▶ _提供テキスト_
══════════════════════════════
すべすべ この前も10月、琉球に2連勝した試合を見に行った時もね。本当に嬉しかった。
渡邊 そうですね。タイミング良かったですよ。来てくれた時に連勝できて。
あつし 2連勝して。もうこのまま勝ち進めんじゃん!と思ったんだけどね。そこからがなかなか難しい。いやあ、やっぱB1だわ、一筋縄じゃいかないなと。
すべすべ スカウティングされちゃうっていうか、研究されてしまうのかな。
渡邊 はい、研究されているとは昨年よりも強く感じますね。だからそれを自分でどうぶち破っていくかが大事になるんだと思います。
あつし そういえば大学の頃って元々シューティングガードだったんだっけ?
══════════════════════════════
▶ _データ一覧_

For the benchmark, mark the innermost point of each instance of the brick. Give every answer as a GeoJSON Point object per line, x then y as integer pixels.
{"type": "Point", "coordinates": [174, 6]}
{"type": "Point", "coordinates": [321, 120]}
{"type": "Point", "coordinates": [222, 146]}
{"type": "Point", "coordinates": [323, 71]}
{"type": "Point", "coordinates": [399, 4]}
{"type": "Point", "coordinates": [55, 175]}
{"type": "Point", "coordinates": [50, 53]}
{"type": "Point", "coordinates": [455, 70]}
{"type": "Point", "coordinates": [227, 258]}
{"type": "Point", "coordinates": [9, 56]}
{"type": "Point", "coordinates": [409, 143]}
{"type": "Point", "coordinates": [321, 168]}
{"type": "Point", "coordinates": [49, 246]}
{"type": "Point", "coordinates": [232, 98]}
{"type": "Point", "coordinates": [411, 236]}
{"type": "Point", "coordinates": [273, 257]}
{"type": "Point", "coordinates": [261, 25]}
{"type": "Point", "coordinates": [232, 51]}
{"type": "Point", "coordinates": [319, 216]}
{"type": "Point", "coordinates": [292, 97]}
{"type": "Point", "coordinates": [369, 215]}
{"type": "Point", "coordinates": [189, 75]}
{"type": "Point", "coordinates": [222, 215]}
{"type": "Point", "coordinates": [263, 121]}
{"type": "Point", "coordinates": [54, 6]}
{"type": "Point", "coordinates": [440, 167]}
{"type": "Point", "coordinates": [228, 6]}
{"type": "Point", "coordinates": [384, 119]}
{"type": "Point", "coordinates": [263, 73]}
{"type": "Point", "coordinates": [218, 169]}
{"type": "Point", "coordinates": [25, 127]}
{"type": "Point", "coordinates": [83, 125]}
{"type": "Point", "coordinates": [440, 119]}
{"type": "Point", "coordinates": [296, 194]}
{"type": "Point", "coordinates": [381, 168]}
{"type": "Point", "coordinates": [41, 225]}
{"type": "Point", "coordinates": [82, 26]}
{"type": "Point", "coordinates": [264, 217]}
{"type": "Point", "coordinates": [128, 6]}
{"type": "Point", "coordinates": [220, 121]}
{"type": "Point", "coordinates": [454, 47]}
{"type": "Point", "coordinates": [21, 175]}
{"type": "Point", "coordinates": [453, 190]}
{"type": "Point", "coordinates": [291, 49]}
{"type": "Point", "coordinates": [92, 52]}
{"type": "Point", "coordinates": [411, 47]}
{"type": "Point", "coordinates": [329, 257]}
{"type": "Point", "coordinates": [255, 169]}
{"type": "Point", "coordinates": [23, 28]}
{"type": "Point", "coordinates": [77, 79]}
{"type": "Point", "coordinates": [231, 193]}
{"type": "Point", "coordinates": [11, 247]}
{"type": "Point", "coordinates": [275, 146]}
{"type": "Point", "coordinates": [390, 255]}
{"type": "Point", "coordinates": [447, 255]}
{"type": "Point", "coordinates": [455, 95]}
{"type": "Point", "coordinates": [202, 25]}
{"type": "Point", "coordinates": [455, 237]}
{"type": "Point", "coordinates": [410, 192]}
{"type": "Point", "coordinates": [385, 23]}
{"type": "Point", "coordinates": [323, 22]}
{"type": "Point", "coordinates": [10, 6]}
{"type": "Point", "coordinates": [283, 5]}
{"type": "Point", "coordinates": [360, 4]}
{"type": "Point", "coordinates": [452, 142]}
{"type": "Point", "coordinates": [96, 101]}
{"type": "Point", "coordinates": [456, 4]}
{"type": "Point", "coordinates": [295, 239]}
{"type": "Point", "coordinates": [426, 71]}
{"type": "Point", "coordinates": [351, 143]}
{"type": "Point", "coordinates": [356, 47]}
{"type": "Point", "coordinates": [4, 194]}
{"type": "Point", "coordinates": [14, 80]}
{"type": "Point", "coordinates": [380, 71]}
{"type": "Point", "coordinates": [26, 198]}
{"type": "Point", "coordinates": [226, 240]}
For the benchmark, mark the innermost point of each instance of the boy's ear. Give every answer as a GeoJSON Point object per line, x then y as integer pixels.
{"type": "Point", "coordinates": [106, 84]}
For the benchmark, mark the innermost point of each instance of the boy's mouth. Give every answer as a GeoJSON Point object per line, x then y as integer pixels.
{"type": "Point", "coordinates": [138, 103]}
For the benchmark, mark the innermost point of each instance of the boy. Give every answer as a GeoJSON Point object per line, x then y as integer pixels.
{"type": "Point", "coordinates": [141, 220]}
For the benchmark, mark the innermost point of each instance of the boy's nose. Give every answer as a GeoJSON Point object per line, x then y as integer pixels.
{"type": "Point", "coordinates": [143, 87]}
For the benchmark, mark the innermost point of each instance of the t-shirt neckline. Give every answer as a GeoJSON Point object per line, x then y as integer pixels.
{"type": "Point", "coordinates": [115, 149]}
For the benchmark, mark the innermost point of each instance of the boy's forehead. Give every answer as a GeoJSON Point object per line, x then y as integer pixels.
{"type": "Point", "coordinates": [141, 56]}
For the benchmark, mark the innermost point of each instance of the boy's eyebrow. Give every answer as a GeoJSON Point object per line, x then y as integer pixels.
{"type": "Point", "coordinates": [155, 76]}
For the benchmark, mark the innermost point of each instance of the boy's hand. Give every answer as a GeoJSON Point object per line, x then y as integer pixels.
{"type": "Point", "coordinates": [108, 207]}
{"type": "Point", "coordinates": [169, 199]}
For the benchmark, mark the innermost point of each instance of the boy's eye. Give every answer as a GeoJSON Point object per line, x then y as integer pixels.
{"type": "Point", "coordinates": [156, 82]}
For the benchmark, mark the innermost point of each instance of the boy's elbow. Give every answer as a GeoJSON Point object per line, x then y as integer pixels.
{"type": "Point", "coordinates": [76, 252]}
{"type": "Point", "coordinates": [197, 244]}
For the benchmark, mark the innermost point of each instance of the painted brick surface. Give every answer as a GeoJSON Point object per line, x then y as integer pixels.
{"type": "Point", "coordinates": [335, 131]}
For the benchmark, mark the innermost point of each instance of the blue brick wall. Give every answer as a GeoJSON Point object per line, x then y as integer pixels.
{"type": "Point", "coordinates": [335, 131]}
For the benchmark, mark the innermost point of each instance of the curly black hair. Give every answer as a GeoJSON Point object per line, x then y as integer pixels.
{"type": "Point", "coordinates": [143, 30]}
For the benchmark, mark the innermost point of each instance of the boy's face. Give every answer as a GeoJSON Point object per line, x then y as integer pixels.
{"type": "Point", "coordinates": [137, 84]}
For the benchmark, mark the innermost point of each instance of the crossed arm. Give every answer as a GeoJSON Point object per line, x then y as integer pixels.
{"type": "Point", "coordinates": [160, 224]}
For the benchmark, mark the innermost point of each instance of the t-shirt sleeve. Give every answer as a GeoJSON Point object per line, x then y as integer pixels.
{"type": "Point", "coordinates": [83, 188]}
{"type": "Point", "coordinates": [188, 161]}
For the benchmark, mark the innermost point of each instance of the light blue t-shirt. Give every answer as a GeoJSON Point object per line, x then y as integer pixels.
══════════════════════════════
▶ _必須の課題_
• 1. 提供テキストのうち、「あつし 2連勝して。もうこの」を含む語句で始まり「あつし そういえば大学の頃って元々シューティングガードだったんだっけ?」で終わる部分を書き直してください。その際、「研究」を「分析」に置き換えてください。
• 2. 提供テキストで発言している人の名前をすべて挙げてください。

▶ _結果_
• 1.
あつし 2連勝して。もうこのまま勝ち進めんじゃん!と思ったんだけどね。そこからがなかなか難しい。いやあ、やっぱB1だわ、一筋縄じゃいかないなと。
すべすべ スカウティングされちゃうっていうか、分析されてしまうのかな。
渡邊 はい、分析されているとは昨年よりも強く感じますね。だからそれを自分でどうぶち破っていくかが大事になるんだと思います。
あつし そういえば大学の頃って元々シューティングガードだったんだっけ?

• 2. 発言しているのは、すべすべ、渡邊、あつしの三人です。